TASK GOAL
Please rewrite the entries starting with the line containing "You will see" and going on through the line containing "193L165 232L171 213L160", replacing "target" with "object" and leaving everything else unchanged. Give only those lines.
START SUPPLIED DATA
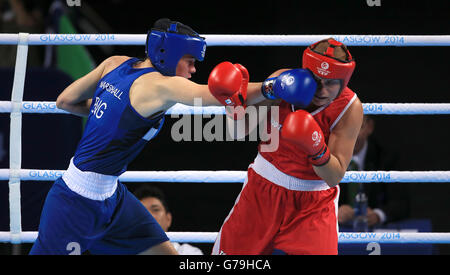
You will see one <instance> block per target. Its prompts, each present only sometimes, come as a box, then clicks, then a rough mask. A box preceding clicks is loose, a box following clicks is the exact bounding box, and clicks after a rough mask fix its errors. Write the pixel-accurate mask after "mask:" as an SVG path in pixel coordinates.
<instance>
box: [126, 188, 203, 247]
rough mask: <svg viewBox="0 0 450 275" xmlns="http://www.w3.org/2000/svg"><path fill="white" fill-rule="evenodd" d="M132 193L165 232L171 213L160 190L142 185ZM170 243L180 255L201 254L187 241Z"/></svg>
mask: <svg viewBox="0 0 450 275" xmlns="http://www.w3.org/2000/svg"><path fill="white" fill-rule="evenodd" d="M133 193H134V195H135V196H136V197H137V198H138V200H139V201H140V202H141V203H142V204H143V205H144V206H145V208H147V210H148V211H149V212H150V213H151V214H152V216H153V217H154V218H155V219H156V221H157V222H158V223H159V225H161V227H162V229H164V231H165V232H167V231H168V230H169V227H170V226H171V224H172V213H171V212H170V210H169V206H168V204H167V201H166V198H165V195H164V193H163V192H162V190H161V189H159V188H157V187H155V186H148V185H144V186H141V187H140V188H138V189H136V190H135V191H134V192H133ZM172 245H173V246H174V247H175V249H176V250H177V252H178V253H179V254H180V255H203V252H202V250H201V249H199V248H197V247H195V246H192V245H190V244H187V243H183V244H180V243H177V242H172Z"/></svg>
END SUPPLIED DATA
START SUPPLIED DATA
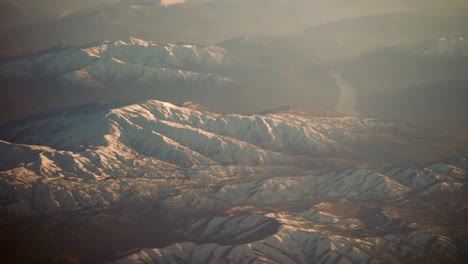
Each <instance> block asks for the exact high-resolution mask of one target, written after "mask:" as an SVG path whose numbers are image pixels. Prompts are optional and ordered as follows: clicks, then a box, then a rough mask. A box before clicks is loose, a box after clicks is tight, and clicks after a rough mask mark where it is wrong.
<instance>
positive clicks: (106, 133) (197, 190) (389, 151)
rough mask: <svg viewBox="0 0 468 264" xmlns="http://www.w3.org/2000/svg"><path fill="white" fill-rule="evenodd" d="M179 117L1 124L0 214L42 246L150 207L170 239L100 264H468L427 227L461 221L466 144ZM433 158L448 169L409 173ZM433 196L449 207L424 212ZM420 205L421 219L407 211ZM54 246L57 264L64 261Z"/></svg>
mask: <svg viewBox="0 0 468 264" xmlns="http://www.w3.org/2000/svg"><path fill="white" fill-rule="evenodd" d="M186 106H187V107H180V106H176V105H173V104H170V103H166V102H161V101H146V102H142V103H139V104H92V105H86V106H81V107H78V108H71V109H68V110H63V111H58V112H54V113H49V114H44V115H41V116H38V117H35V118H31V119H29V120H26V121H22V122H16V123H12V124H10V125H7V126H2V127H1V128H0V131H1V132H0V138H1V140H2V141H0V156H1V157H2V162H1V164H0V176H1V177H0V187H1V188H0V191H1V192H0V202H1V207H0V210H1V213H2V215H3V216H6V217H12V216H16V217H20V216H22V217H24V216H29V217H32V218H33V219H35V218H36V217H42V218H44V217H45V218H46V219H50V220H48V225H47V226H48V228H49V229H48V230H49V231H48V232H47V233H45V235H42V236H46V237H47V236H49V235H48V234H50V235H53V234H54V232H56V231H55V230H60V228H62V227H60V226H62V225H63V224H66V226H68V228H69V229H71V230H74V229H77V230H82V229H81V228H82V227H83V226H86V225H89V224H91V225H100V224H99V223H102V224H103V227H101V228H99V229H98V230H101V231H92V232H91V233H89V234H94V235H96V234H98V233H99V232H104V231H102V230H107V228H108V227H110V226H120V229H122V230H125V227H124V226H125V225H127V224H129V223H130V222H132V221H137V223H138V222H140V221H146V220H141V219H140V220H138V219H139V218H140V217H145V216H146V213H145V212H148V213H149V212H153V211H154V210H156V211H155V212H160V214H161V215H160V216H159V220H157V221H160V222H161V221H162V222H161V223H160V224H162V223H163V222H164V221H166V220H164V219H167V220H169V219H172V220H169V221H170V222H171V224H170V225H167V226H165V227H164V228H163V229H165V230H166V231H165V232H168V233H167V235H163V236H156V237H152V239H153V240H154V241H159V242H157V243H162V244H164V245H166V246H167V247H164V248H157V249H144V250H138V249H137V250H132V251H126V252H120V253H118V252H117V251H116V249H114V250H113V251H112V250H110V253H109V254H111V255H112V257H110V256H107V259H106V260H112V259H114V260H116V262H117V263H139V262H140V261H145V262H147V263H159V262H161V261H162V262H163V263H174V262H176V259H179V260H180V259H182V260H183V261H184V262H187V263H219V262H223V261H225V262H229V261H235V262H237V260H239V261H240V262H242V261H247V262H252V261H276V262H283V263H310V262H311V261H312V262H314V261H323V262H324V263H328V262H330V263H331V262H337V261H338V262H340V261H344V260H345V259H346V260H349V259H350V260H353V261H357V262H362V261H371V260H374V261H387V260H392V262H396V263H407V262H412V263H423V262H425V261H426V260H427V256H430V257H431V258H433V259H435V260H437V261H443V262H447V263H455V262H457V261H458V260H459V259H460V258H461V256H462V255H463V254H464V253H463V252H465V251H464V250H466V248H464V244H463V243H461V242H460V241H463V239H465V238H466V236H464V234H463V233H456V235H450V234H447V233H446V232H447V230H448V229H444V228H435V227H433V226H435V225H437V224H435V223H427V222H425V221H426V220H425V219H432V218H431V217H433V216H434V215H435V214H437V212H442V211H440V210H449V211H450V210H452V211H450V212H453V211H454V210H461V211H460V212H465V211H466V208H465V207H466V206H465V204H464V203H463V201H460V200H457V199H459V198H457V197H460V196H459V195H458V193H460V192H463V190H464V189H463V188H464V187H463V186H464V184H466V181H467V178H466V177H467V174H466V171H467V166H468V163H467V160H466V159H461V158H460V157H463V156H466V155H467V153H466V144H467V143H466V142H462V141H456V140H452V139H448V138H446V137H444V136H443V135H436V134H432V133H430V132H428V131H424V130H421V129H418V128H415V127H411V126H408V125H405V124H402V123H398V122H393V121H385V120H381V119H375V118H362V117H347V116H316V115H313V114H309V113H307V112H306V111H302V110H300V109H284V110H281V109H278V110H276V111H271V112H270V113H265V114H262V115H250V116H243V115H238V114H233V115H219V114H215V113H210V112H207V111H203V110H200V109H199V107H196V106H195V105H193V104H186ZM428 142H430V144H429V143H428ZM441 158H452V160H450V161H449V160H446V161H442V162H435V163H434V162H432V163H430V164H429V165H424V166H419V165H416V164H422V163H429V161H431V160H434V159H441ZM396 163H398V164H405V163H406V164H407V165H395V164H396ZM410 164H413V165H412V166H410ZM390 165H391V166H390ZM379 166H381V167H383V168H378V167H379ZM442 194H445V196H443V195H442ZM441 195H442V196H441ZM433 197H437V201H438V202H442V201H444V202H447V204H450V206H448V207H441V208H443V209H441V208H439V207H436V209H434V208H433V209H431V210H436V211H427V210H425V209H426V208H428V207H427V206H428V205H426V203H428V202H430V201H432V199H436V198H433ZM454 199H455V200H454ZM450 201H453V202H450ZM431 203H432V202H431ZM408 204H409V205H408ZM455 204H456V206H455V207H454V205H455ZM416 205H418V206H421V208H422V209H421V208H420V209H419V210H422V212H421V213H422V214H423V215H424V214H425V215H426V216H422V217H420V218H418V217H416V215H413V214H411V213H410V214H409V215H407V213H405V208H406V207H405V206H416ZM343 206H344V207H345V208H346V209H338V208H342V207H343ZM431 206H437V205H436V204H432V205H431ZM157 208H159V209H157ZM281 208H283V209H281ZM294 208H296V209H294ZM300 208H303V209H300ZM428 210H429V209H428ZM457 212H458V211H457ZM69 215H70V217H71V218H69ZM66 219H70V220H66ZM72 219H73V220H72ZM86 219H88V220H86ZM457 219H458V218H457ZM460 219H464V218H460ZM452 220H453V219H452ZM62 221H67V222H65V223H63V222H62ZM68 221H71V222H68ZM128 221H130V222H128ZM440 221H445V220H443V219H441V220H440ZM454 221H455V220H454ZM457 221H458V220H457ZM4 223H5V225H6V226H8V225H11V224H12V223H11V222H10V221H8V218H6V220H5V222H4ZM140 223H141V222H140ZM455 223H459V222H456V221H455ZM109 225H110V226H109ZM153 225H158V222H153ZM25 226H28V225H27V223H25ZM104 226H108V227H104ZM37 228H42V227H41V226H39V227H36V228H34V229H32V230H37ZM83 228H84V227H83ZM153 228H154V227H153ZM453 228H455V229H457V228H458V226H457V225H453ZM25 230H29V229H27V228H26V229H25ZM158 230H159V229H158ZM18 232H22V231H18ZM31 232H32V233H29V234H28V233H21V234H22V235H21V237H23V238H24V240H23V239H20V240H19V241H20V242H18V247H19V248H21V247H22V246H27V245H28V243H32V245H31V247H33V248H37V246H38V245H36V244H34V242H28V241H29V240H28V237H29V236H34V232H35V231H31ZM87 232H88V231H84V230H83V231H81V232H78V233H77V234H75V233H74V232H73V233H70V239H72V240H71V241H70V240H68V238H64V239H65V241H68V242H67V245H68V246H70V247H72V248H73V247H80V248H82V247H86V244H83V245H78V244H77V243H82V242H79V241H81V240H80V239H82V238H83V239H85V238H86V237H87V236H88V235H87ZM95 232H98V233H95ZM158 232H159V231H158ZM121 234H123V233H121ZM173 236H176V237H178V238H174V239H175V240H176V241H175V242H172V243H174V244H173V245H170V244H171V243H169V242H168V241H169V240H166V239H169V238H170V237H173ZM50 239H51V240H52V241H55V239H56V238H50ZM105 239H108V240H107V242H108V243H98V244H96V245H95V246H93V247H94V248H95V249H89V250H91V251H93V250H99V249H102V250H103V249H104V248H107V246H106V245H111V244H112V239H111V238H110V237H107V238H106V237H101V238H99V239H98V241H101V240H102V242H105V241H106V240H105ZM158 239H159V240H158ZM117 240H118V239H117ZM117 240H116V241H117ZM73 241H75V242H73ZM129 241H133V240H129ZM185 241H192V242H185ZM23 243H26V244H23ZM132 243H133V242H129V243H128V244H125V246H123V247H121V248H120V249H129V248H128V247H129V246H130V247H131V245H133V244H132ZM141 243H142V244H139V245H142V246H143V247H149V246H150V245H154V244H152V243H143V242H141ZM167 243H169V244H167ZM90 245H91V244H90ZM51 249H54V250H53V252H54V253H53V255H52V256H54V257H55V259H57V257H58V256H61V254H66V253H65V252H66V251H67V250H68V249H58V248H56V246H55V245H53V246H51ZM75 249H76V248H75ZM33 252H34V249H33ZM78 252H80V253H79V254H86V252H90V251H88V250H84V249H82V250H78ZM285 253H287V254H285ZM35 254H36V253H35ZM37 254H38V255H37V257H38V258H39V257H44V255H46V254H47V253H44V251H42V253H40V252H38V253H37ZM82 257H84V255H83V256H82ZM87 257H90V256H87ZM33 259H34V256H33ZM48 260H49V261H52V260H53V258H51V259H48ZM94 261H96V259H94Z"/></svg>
END SUPPLIED DATA
RESULT OF THE TASK
You will see one <instance> block per object. Its prompts, each present only sometimes, come as a box, then clicks, then a rough mask. A box preceding clicks is loose, a box following clicks is the exact bounding box, and clicks after a rough mask fix its errors. Write the pixel-accurate mask after "mask:" as an SVG path in pixel coordinates.
<instance>
box: [126, 188, 203, 247]
rough mask: <svg viewBox="0 0 450 275" xmlns="http://www.w3.org/2000/svg"><path fill="white" fill-rule="evenodd" d="M132 193L165 232L171 213L160 190L142 185ZM170 243L180 255L201 254L187 241Z"/></svg>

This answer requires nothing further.